Saved entries:
■ ■ ■ ■ ■
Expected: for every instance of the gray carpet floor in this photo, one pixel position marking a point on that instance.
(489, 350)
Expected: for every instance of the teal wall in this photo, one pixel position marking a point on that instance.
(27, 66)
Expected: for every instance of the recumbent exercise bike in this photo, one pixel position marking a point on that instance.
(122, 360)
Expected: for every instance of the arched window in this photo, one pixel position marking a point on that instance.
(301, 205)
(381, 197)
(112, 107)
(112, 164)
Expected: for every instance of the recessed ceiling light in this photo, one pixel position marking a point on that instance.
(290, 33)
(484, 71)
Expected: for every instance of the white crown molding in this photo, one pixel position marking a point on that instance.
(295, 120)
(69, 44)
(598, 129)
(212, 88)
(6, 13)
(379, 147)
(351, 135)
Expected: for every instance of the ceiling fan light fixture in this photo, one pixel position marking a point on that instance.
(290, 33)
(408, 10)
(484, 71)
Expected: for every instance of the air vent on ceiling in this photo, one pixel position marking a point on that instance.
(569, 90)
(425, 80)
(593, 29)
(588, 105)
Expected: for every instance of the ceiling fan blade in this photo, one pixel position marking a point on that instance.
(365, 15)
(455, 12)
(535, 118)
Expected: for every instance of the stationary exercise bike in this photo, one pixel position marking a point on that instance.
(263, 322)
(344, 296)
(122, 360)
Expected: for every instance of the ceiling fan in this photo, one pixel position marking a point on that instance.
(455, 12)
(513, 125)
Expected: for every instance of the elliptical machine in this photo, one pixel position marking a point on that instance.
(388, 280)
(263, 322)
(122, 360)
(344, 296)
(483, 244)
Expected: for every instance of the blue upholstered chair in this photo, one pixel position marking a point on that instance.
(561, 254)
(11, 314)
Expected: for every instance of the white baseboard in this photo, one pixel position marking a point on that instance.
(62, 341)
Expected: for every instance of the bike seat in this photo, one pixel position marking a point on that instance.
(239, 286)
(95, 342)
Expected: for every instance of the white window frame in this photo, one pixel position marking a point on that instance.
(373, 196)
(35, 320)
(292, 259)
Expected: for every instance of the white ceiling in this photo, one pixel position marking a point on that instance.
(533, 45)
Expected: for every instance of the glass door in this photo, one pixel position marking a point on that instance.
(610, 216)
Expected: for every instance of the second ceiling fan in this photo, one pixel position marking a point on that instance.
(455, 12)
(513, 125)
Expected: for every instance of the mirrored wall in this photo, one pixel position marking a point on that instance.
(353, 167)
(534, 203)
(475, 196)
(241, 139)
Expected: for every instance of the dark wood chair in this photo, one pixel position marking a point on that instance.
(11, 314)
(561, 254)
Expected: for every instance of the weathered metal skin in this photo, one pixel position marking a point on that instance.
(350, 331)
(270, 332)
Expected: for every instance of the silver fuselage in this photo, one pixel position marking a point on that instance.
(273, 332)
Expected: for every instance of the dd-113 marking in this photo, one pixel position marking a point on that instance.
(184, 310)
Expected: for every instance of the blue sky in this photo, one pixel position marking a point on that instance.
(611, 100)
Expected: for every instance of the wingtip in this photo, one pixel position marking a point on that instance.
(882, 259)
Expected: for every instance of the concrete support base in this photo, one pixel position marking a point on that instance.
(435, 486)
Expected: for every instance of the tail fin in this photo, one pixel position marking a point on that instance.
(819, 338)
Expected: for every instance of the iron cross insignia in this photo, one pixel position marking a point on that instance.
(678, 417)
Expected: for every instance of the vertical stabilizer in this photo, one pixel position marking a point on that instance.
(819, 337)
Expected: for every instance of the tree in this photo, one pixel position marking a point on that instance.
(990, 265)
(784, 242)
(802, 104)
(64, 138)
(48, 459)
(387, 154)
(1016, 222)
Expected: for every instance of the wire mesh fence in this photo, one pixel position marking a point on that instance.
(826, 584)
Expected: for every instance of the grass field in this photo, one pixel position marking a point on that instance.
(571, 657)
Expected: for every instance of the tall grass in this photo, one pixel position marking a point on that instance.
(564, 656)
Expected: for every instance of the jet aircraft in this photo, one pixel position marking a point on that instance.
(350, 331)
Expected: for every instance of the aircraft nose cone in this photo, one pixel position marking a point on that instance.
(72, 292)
■ ■ ■ ■ ■
Given task:
Reproduce the data shown above exactly.

Task output:
Expected: for every instance of the gray carpet floor in this photo, one pixel position marking a point on that instance.
(489, 350)
Expected: for every instance of the teal wall in this photo, one pixel position marking a point on that instance.
(27, 66)
Expected: for every instance of the recumbent exercise bike in this photo, one pixel position marking a point on that instance.
(122, 360)
Expected: for every instance of the arched window in this photo, one pixel position marking a point on that instance.
(301, 205)
(381, 197)
(112, 107)
(112, 164)
Expected: for every instance of the recessed ceiling light in this photo, one pixel position marking a point on that instance.
(290, 33)
(484, 71)
Expected: for every instance of the white crown molding in this photo, one pixel position marking a point on that instance.
(295, 120)
(69, 44)
(598, 129)
(212, 88)
(6, 13)
(379, 147)
(351, 135)
Expected: for every instance of the ceiling fan light fixture in this photo, one pixel position marking a point on that instance.
(290, 33)
(408, 10)
(484, 71)
Expected: for every instance of the air vent on ceiling in this photo, one pixel position marking a point on that instance.
(569, 90)
(425, 80)
(593, 29)
(588, 105)
Expected: for every instance of the ceiling fan blade in this photo, one pixel position marking a point on that instance.
(365, 15)
(455, 12)
(535, 118)
Expected: for every instance of the stationary exercise bike in this photo, one pixel position marking a point on that instance.
(263, 322)
(344, 296)
(122, 360)
Expected: for every instance of the ceiling fan in this photo, one pixel position marking a point on that instance.
(455, 12)
(513, 125)
Expected: for every instance of the elliptical machine in this photo, one pixel position marking a point on that instance.
(388, 280)
(263, 322)
(122, 360)
(344, 296)
(483, 244)
Expected: for every instance of the blue upholstered chair in this photo, one pixel position marking a point on that instance.
(561, 254)
(11, 314)
Expected: for every instance of the white baseboard in this photo, one pixel position marking a point on that instance.
(62, 341)
Expected: for every instance of the bike seat in this photo, one pixel position marking a point on that instance.
(239, 286)
(95, 342)
Expected: for every instance of the white window frame in this photo, one pixel position marking a point on that instance.
(373, 196)
(35, 320)
(292, 259)
Expected: for every instance of the white ceiling in this photo, one pixel position marking a point on that instance.
(533, 45)
Expected: for every instance of the glass door in this photo, one pixel position marking a point on that instance.
(610, 216)
Expected: for every instance of the second ceiling fan in this photo, one pixel position marking a point on that instance.
(455, 12)
(513, 125)
Expected: for every instance of the mirrored wall in this photo, one pixel position marking a point on that instance.
(353, 167)
(534, 203)
(475, 196)
(241, 139)
Expected: for every instance of the dark wood chair in this photo, one pixel position marking a point on that instance.
(11, 314)
(561, 254)
Expected: for every instance of the weathered metal skin in this photo, one pixel position marking a point on that instance.
(350, 331)
(270, 332)
Expected: for every instance of the silver fuselage in this photo, one pixel position marking a point on that instance.
(273, 332)
Expected: for every instance of the dd-113 marking in this photo, one pixel position marking a point on that instance.
(184, 310)
Expected: for every instance of the blue sky in this photo, one pixel position marking a point on that instance.
(611, 100)
Expected: for every instance of the wingtip in this photo, one pixel position marking a point on that instance.
(882, 259)
Expected: for every instance of the concrete support base in this photo, one pixel position marking a point on that instance.
(435, 486)
Expected: for every instance of the tail fin in this photo, one pixel position marking a point on that instance.
(819, 338)
Expected: for every instance of the iron cross insignia in this photo, one pixel position marking a point on that instance.
(678, 417)
Expected: for every instance of the vertical stabilizer in this photo, one pixel position marking a point on that instance.
(819, 337)
Expected: for every instance of the tree in this photo, one pixel position marking a point on that instance.
(990, 265)
(784, 242)
(802, 104)
(64, 138)
(48, 459)
(387, 154)
(1016, 222)
Expected: for every instance of the wire mesh fence in this photo, one pixel position marking a point on that instance.
(826, 584)
Expected: for every instance of the grass field in this photo, one pixel position marking a point on that instance.
(571, 657)
Expected: for every instance of the tall grass in this photo, one pixel position marking a point on that instance.
(564, 656)
Expected: for every instance of the jet aircraft in this photo, one pixel position marking a point on that instance.
(350, 331)
Expected: for every instance of the aircraft nose cone in this photo, one pixel position marking a point on that instance.
(72, 292)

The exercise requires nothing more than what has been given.